## Begin Data provided
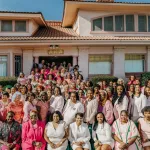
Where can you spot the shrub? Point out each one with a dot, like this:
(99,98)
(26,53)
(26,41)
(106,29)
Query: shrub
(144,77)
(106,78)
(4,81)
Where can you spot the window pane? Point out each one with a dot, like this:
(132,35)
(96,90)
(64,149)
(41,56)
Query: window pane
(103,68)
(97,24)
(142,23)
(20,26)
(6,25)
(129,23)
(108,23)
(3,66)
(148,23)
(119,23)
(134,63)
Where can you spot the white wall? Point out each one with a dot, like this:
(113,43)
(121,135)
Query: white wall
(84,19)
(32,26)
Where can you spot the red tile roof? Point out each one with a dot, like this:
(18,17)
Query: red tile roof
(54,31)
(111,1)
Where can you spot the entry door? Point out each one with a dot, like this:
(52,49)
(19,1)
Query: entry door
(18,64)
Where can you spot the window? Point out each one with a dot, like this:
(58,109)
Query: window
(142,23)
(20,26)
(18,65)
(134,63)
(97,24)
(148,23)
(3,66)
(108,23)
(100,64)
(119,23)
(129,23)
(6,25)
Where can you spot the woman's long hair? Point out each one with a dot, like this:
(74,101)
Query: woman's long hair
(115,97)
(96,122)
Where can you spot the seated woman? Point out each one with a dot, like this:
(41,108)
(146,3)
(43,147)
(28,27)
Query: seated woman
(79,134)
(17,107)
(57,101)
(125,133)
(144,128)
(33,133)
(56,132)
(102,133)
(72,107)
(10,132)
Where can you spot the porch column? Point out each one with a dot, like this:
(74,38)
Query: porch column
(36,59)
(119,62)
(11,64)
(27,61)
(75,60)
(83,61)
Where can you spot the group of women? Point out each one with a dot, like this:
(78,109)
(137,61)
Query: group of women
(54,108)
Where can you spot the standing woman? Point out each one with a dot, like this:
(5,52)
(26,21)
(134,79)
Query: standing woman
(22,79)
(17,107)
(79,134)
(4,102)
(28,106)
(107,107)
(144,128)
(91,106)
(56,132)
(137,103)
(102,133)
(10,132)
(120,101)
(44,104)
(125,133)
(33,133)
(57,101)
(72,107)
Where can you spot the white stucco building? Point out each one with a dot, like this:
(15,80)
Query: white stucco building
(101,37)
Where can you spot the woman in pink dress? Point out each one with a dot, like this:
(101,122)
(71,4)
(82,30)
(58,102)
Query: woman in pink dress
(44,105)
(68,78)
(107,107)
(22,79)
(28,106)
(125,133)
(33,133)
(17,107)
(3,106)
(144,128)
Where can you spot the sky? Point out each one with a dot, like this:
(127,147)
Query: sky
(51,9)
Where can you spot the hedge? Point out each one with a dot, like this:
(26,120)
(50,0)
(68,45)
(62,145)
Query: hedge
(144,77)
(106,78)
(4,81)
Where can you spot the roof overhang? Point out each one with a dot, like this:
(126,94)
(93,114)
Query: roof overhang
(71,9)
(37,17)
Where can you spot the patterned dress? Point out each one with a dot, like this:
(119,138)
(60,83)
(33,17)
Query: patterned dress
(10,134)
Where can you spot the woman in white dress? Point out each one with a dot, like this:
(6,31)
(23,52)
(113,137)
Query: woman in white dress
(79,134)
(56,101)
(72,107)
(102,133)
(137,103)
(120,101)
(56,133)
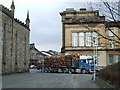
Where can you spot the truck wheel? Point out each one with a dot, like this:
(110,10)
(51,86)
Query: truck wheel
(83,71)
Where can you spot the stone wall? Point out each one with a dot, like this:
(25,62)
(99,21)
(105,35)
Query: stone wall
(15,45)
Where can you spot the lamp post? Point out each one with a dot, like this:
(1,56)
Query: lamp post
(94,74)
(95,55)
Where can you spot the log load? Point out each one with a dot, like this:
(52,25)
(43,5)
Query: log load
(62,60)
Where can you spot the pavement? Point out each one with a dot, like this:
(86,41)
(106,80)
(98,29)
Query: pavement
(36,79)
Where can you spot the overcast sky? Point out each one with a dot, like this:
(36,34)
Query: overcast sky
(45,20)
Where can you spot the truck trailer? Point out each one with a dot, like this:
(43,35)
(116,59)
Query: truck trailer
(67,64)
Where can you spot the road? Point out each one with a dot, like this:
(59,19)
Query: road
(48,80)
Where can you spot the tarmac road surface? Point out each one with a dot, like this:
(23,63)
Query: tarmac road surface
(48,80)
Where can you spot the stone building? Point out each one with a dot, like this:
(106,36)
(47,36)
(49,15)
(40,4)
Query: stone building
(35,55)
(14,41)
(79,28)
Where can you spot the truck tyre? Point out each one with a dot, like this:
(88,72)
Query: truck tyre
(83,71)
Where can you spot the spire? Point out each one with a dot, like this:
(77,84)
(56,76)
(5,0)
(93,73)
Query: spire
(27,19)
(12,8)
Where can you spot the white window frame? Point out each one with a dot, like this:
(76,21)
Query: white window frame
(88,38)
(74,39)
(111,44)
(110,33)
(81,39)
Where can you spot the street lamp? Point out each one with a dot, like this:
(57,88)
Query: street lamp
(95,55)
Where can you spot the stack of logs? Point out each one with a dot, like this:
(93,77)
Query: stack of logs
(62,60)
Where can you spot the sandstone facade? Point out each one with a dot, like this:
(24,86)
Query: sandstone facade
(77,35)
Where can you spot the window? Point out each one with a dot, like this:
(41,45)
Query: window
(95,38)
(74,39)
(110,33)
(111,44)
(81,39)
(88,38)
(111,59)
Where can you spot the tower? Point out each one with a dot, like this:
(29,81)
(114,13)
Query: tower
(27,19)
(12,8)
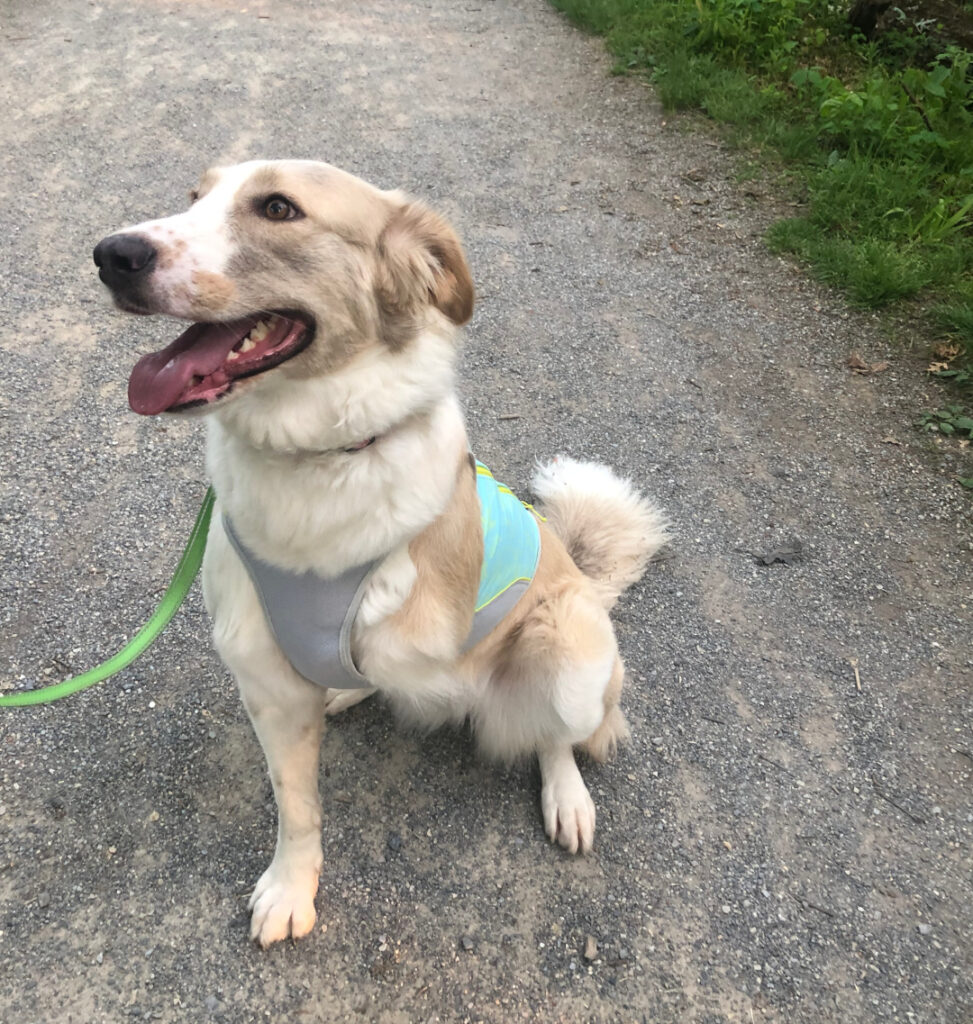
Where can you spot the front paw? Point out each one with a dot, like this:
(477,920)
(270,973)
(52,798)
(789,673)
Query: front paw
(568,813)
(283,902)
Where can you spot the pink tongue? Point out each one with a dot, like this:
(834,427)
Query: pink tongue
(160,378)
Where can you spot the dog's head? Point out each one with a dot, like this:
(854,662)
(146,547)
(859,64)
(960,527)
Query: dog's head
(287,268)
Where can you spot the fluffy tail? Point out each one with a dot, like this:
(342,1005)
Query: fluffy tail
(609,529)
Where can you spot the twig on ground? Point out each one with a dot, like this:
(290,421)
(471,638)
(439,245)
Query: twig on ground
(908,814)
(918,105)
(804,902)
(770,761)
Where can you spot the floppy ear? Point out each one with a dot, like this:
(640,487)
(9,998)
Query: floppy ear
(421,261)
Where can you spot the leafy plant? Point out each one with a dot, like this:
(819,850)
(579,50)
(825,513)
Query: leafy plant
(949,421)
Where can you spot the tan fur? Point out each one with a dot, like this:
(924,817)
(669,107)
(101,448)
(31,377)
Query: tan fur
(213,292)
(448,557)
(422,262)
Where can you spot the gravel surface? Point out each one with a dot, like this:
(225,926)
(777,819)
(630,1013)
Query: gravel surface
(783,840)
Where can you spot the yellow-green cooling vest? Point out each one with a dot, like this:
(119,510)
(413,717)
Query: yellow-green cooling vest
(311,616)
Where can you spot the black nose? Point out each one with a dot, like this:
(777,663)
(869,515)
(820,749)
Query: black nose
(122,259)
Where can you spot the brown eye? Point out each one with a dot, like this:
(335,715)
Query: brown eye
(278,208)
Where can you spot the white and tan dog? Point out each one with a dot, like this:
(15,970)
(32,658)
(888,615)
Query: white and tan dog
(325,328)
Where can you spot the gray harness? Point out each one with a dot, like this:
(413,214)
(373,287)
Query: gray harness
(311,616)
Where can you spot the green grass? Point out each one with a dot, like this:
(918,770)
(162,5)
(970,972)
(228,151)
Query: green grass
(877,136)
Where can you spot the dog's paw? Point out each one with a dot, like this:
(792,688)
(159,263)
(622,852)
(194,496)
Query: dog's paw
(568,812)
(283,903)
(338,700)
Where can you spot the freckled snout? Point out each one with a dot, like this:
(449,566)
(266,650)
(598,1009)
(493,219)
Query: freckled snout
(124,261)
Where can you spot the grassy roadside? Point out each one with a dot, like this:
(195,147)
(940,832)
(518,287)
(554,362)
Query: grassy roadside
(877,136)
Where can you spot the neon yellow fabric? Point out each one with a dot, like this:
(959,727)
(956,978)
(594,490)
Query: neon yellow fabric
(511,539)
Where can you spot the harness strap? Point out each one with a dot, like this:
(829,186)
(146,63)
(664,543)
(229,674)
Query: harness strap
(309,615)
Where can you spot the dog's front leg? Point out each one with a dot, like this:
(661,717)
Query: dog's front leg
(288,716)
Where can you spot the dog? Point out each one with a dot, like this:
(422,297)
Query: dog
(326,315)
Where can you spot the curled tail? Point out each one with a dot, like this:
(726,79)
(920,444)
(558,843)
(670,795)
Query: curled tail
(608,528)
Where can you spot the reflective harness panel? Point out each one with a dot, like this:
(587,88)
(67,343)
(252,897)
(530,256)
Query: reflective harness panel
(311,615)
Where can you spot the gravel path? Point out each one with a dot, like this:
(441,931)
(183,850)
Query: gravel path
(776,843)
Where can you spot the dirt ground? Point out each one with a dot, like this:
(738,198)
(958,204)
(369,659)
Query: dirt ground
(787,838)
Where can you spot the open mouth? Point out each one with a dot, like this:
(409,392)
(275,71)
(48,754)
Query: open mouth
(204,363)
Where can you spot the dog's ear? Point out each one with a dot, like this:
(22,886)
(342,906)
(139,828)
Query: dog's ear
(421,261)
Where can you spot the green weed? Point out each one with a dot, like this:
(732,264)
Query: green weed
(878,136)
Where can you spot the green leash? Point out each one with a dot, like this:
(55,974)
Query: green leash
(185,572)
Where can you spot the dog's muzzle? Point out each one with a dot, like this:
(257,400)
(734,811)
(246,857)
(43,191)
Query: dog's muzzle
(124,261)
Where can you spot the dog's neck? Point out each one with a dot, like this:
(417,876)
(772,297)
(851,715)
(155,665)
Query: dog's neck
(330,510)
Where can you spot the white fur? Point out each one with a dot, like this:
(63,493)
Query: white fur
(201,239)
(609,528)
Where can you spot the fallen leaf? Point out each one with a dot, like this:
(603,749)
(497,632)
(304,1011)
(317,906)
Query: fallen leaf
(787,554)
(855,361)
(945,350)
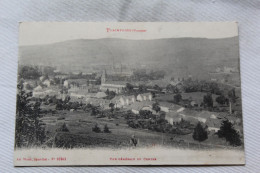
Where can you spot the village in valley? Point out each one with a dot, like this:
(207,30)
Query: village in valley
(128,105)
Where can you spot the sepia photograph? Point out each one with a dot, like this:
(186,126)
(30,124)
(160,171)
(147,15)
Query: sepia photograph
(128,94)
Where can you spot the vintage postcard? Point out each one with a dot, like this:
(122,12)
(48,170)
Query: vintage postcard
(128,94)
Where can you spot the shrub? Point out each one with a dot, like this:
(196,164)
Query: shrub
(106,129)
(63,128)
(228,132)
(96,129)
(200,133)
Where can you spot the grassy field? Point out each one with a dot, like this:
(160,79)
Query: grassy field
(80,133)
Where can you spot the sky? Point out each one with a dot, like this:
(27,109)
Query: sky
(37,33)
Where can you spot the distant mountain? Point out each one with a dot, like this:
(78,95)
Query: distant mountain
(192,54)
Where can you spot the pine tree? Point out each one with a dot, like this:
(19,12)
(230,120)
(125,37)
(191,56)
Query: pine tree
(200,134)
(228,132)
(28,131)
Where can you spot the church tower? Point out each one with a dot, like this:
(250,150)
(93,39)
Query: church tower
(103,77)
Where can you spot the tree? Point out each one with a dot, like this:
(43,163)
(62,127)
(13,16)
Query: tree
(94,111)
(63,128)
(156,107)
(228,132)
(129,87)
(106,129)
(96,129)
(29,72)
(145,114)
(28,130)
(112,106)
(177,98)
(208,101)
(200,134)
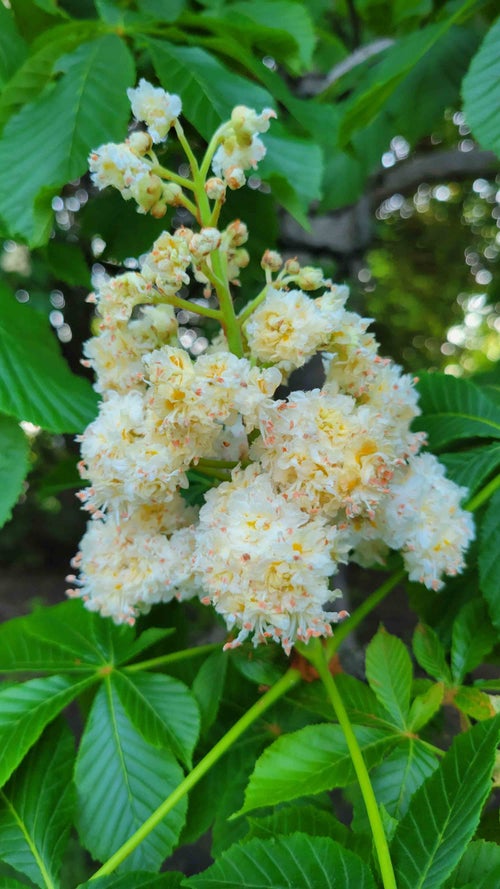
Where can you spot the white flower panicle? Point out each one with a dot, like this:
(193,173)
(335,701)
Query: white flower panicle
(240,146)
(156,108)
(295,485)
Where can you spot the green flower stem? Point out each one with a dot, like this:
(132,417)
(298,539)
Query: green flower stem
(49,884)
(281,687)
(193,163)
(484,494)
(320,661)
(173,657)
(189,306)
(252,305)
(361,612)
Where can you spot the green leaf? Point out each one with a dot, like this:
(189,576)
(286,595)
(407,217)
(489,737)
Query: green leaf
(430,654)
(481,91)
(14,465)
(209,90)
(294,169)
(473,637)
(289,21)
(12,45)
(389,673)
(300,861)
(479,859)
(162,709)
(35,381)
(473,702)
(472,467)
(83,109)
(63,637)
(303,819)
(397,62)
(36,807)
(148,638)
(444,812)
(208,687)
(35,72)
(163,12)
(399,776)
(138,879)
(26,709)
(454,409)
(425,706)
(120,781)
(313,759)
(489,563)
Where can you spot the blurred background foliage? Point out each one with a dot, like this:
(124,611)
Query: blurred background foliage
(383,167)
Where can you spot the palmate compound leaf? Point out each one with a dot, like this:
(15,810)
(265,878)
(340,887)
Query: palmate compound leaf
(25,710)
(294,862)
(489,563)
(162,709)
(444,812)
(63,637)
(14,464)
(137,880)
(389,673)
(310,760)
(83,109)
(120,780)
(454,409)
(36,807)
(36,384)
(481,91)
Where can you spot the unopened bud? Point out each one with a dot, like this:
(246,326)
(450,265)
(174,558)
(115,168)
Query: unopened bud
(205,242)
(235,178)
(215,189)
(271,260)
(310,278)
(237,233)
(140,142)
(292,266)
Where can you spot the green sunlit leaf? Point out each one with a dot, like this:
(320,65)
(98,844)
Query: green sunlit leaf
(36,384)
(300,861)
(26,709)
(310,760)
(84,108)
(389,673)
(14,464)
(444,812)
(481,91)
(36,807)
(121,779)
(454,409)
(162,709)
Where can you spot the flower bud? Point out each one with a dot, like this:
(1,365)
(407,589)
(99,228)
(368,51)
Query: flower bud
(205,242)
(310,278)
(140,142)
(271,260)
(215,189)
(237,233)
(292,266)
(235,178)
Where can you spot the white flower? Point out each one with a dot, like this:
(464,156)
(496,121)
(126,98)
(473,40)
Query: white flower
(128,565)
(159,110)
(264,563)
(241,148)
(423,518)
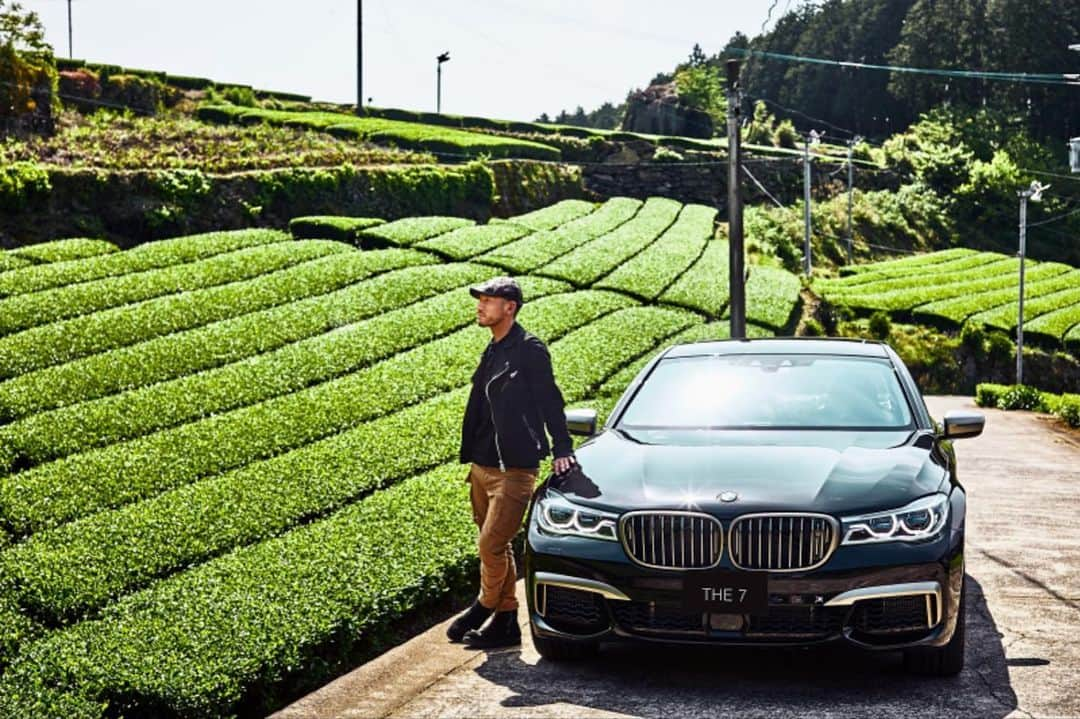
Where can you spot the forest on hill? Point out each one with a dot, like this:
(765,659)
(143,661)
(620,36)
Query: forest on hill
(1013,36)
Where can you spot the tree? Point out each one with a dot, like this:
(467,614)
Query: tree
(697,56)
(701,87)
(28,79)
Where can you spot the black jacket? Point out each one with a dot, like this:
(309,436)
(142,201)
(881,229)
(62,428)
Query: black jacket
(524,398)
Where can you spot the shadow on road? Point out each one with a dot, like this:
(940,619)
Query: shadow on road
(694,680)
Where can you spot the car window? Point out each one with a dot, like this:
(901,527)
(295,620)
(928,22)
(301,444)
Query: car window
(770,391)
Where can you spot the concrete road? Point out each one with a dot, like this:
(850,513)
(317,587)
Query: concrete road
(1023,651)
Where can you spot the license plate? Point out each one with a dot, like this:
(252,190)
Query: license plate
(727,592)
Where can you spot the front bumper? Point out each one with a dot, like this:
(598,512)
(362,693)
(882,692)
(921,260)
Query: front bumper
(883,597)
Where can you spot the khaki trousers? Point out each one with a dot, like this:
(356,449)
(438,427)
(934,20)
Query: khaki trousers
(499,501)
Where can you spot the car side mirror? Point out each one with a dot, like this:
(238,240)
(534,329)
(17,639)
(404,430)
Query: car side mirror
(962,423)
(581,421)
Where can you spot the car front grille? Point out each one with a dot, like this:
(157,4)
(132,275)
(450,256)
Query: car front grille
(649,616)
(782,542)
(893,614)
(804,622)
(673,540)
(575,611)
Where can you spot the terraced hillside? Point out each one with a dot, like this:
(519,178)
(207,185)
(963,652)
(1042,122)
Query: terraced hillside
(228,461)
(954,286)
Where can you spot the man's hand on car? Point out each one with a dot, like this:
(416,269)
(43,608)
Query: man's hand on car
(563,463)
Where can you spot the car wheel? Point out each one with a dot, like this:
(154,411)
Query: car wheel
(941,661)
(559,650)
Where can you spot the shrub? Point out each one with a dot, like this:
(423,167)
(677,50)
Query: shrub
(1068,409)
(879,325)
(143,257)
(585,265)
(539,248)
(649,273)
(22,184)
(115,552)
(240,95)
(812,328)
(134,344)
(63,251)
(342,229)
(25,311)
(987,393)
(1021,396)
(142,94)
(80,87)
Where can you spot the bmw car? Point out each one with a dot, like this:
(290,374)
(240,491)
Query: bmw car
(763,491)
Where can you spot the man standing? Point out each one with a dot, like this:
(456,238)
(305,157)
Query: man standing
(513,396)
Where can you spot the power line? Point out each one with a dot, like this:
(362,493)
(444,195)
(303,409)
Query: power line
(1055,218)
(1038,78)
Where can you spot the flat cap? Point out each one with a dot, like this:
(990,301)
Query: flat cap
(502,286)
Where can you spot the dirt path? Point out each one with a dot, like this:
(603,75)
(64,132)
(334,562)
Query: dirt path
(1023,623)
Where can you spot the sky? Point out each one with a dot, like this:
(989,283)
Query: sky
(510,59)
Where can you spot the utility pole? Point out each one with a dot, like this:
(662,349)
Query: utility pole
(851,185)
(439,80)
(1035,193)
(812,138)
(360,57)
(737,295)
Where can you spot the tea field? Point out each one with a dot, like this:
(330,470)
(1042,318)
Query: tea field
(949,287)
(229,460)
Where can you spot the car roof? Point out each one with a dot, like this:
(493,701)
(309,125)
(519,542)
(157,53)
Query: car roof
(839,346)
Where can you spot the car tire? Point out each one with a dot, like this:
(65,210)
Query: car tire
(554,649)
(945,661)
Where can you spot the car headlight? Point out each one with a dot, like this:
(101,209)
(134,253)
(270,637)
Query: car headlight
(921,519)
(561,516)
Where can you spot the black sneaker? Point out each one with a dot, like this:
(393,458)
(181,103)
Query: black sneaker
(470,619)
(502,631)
## End Data provided
_Aim_
Quote exactly and only the lines from the one holding "Where can you spot the car roof?" through the end of the data.

_Answer to the task_
Where can you spot the car roof? Point out each one with a dot, like this:
(493,701)
(309,125)
(519,542)
(157,53)
Query: car roof
(839,346)
Where can you spot the car tire? Point out each one with a dot, like this:
(65,210)
Query: car tire
(554,649)
(945,661)
Where can you spot the car headlight? Point out each one with a dot, like this:
(101,209)
(134,253)
(270,637)
Query: car headlight
(921,519)
(561,516)
Where can you spot the black sneaker? Point out each one with a dot, like this:
(393,458)
(181,103)
Query: black sneaker
(470,619)
(502,631)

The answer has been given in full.